Marc et Chantal Bercier ont récemment baissé les bras après avoir attendu des mois pour obtenir la traduction en français d’un contrat prévoyant des droits de passage à Hydro One sur leur propriété. La construction d’un biodigesteur d’une entreprise agricole voisine nécessitait le passage d’une ligne sous haute tension devant la résidence des Bercier.

Après plusieurs mois d’attente, le couple a été contraint de signer un contrat unilingue anglophone de cinq pages au début juin, alors qu’ils avaient demandé une traduction en français pour mieux en saisir tous les détails.

« On comprend l’anglais, mais on aurait aimé mieux se faire servir en français, surtout pour un document légal comme celui-là », se justifie Chantal Bercier. « Ce n’est pas qu’on voulait s’opposer à [ce droit de passage], c’est qu’on voulait avoir accès aux documents en français », ajoute-t-elle.

Cette dernière avoue cependant avoir signé un peu à contrecœur ce contrant rédigé uniquement en anglais par la firme d’avocats Davis LLP Legal Advisor qui représente Hydro One. « Ça ne me tentait pas d’embarquer dans une guerre linguistique [avec eux] », explique-t-elle.

Pourtant, un échange de communications écrites entre une employée de la firme et Mme Bercier indique clairement que le cabinet s’engageait à traduire ledit contrat. « We are looking to have your document translated for you »*, lui avait promis par courriel l’employée en question le 10 septembre 2012.

Neuf mois plus tard, n’ayant rien obtenu, ni communication de la firme, ni traduction, les résidents de St-Isidore se sont résignés. « C’est bien de valeur. On se bat pour notre langue, mais je ne suis pas prête à passer beaucoup de temps à me battre », précise Mme Bercier qui dirige avec son conjoint un centre de criblage de grains.

« Notre compagnie s’efforce de fournir des factures en français à notre clientèle francophone et en anglais pour les anglophones », rétorque Marc, qui aurait espéré qu’Hydro One en fasse autant.

Selon le directeur général de l’Union des cultivateurs franco-ontariens, ce délai de neuf mois est déraisonnable. Ce dernier indique que son association offre un service de traduction dans un délai variant de trois à cinq jours ouvrables.
· · ·
Consigne>
D'après le texte cité, combien de pages comptait le contrat unilingue anglophone que le couple a signé au début juin ? Le matériel présenté ici provient d'une autre source que le texte cité.

Extrait de données>
· · ·
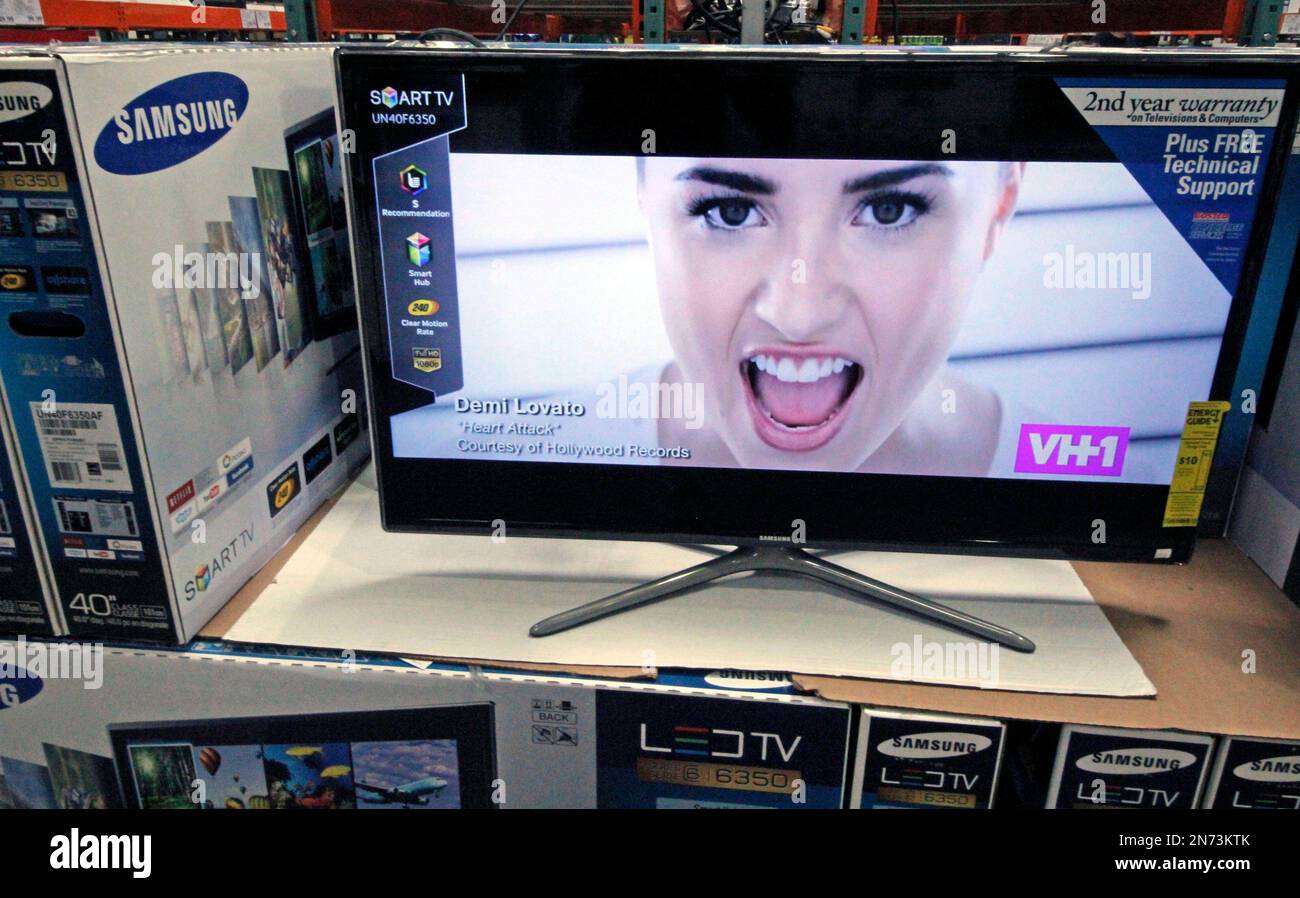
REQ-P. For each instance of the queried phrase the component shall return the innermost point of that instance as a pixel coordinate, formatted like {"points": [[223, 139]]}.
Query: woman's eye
{"points": [[891, 212], [732, 213]]}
· · ·
Réponse attendue>
Cinq pages.